START EXCERPTED RECORDS

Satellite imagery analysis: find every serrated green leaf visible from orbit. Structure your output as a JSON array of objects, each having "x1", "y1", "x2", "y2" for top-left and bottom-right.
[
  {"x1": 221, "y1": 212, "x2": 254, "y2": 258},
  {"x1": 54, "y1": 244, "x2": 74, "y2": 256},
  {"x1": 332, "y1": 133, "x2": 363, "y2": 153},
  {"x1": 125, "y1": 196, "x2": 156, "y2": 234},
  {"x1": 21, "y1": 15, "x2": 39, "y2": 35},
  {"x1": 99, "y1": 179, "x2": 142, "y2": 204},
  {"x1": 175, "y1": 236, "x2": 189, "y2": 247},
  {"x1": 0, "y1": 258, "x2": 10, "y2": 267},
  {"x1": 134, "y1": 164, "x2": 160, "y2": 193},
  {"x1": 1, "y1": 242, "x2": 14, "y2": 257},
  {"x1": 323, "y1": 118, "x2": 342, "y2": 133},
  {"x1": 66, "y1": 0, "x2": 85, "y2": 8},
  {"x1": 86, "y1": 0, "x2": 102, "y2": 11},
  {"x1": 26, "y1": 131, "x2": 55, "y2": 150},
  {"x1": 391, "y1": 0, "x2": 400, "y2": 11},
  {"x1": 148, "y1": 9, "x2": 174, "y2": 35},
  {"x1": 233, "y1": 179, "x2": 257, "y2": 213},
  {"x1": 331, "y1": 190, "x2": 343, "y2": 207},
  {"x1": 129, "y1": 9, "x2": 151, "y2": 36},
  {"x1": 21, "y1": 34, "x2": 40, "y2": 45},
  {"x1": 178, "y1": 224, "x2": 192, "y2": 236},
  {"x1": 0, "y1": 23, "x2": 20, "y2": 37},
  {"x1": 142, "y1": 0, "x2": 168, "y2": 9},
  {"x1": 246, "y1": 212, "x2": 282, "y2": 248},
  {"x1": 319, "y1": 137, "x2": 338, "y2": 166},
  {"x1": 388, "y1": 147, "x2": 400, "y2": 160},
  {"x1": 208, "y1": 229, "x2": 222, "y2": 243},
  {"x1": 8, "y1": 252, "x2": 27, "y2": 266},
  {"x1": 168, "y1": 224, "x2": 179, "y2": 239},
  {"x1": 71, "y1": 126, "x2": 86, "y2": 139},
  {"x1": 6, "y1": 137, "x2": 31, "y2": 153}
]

END EXCERPTED RECORDS

WHAT THE TASK REQUIRES:
The expected output is every record, repeated exactly.

ANSWER:
Satellite imagery analysis: find every serrated green leaf visible from orbit. Structure your output as a JSON array of objects, each having "x1", "y1", "x2", "y2" for top-left and bottom-right.
[
  {"x1": 221, "y1": 212, "x2": 254, "y2": 258},
  {"x1": 54, "y1": 244, "x2": 74, "y2": 256},
  {"x1": 332, "y1": 133, "x2": 363, "y2": 153},
  {"x1": 125, "y1": 196, "x2": 156, "y2": 234},
  {"x1": 21, "y1": 15, "x2": 39, "y2": 35},
  {"x1": 99, "y1": 179, "x2": 142, "y2": 204},
  {"x1": 175, "y1": 236, "x2": 189, "y2": 247},
  {"x1": 0, "y1": 258, "x2": 10, "y2": 267},
  {"x1": 134, "y1": 164, "x2": 160, "y2": 193},
  {"x1": 1, "y1": 242, "x2": 14, "y2": 257},
  {"x1": 323, "y1": 118, "x2": 342, "y2": 133},
  {"x1": 66, "y1": 0, "x2": 85, "y2": 8},
  {"x1": 86, "y1": 0, "x2": 102, "y2": 11},
  {"x1": 26, "y1": 131, "x2": 55, "y2": 150},
  {"x1": 391, "y1": 0, "x2": 400, "y2": 11},
  {"x1": 148, "y1": 9, "x2": 174, "y2": 35},
  {"x1": 233, "y1": 179, "x2": 257, "y2": 213},
  {"x1": 331, "y1": 190, "x2": 343, "y2": 207},
  {"x1": 129, "y1": 9, "x2": 151, "y2": 36},
  {"x1": 21, "y1": 34, "x2": 40, "y2": 45},
  {"x1": 178, "y1": 224, "x2": 192, "y2": 236},
  {"x1": 0, "y1": 23, "x2": 20, "y2": 37},
  {"x1": 142, "y1": 0, "x2": 168, "y2": 9},
  {"x1": 246, "y1": 212, "x2": 282, "y2": 248},
  {"x1": 319, "y1": 137, "x2": 338, "y2": 166},
  {"x1": 388, "y1": 147, "x2": 400, "y2": 160},
  {"x1": 208, "y1": 229, "x2": 222, "y2": 243},
  {"x1": 8, "y1": 252, "x2": 27, "y2": 266},
  {"x1": 168, "y1": 224, "x2": 179, "y2": 239},
  {"x1": 71, "y1": 126, "x2": 86, "y2": 139},
  {"x1": 6, "y1": 137, "x2": 31, "y2": 153}
]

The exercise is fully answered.